- _TEXTO BASE_:
☆ ☆ ☆ ☆ ☆
Fue haber encontrado otro horizonte, creció el gran angular. Aquella oficina se convirtió en un hervidero de actividad, un tertuliadero sin igual, al que no era fácil acceder, era fama su dificultad. Todas las profesiones comulgaban allí sin enseñar el carné, no hacía falta. Usted podía encontrar periodistas, músicos, ingenieros, cineastas, vagos, librepensadores, ajedrecistas, poetas; el arca. Todas las especies. El que no encajaba se expulsaba solito. Entendía. Se hablaba de todo. Inclusive de eso. Éramos una amalgama encantadora.
De tu obra ya se ha hablado bastante, de tu vena humanística, variopinta. Pero yo quiero recordar ese amigo simple, gozador, también implacable con la crítica. Curioso con el universo que le atraía, el de los libros, los cómics, la música, el cine, el ajedrez, la crónica, la anécdota, el arte en general. El versificador, el traductor, que gozaba una tarde de conversación alrededor de la palabra precisa que acababa de encontrar para el libro de Ferreira Gullar o de Rubem Fonseca, Nélida Piñón o Machado de Asís; o los tres poetas brasileros que te cautivaron y te hicieron rezumar todo el poeta que tenías dentro. Y agrego el gourmet, el bon vivant, el degustador de helados en la San Francisco; el comprador de libros de arte donde Rafael Esteban, el español.
☆ ☆ ☆ ☆ ☆
[Entradas de contornos de áreas etiquetadas]
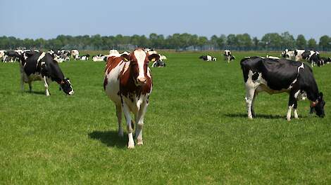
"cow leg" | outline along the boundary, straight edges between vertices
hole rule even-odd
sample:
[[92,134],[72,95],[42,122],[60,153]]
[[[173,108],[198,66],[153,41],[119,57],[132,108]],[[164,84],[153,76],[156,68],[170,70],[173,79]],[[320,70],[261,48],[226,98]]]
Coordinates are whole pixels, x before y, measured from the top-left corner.
[[29,81],[28,83],[29,83],[29,92],[32,92],[32,81]]
[[293,107],[293,114],[294,114],[294,118],[297,119],[298,117],[298,112],[296,111],[296,107],[298,107],[298,101],[294,100],[294,106]]
[[49,84],[47,83],[47,80],[46,79],[46,76],[44,76],[44,85],[45,86],[46,95],[49,96]]
[[123,128],[122,128],[122,106],[116,104],[116,116],[118,123],[118,136],[123,137]]
[[286,115],[286,118],[287,121],[291,121],[291,114],[293,107],[294,107],[294,102],[296,101],[294,95],[293,93],[290,93],[289,97],[289,109],[287,109],[287,114]]
[[246,106],[247,107],[247,114],[249,119],[252,119],[253,116],[251,115],[251,102],[253,102],[253,98],[254,97],[255,88],[250,88],[246,90]]
[[253,97],[253,100],[251,101],[251,116],[253,116],[253,118],[256,117],[256,114],[255,114],[255,111],[254,111],[254,102],[257,95],[258,95],[258,92],[255,90],[254,97]]
[[127,149],[134,149],[135,142],[133,141],[133,128],[132,124],[131,124],[132,119],[131,116],[130,115],[130,109],[125,103],[123,103],[123,104],[124,116],[125,116],[125,120],[127,122],[127,137],[129,137],[129,142],[127,142]]
[[135,137],[137,138],[137,144],[142,145],[142,128],[144,127],[144,117],[147,109],[148,104],[143,103],[140,105],[138,116],[137,117],[137,128],[135,131]]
☆ ☆ ☆ ☆ ☆
- _TAREAS PROPUESTAS_:
- a) Responde estas preguntas sobre el texto del amigo recordado:
(i) ¿Con qué se compara la mezcla de personas reunidas en la oficina?
(ii) ¿Qué ocurría con el que no encajaba?
(iii) ¿Dónde compraba libros de arte el amigo?
- b) Retoma el texto sobre el amigo recordado y continúalo a partir de su última oración.
Los registros no guardan relación con el texto sobre el amigo recordado.

- _RESULTADOS DEL EJERCICIO_:
- a)
(i) Con el arca, donde estaban todas las especies.
(ii) Se expulsaba solito.
(iii) Donde Rafael Esteban, el español.

- b)
Siempre afirmaste que tu profesión por excelencia era la bohemia, que la personificabas. (Yo diría que la dignificabas). Ir de copas contigo era una delicia, porque echábamos el aburrimiento. Toda la chispa salía a flote, lo solemne estaba descartado, pero lo inteligente era bienvenido.
Cómo disfrutamos “el match del siglo”, en 1972, aquel encuentro ajedrecístico que fue remedo de la guerra fría, entre Bobby Fischer y Boris Spassky. Ajedrez, una de tus pasiones. Todavía recuerdo el final del poema que le dedicaste a Fischer, “era bello, y solo, y tenía cara de caballo”.
Te acompañábamos, Elkin, de oficina en oficina, donde estuvieras. En cada una, un estilo de disfrute; un desfile de personajes. La estela de tu nombre hacía que muchos quisieran conocerte. El caudal aumentaba. Todo se renovaba. Te fuiste a Brasil y te esperamos. Te fuiste a España y te esperamos. Nos escribíamos; como quien dice, nunca te fuiste.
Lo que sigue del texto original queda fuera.